Data extracted from a collection:
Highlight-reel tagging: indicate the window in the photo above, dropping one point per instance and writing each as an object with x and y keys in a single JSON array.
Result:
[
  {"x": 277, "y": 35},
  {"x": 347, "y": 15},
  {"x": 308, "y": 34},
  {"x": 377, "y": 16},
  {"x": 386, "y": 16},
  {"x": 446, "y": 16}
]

**TASK DETAILS:** Transcribe the data in full, keeping every character.

**FINISHED EXERCISE:**
Highlight-reel tagging: indicate the window in the photo above, dropping one point per instance and writing each as an object with x and y keys in a single JSON array.
Result:
[
  {"x": 277, "y": 35},
  {"x": 347, "y": 15},
  {"x": 308, "y": 34},
  {"x": 377, "y": 16},
  {"x": 386, "y": 16},
  {"x": 446, "y": 16}
]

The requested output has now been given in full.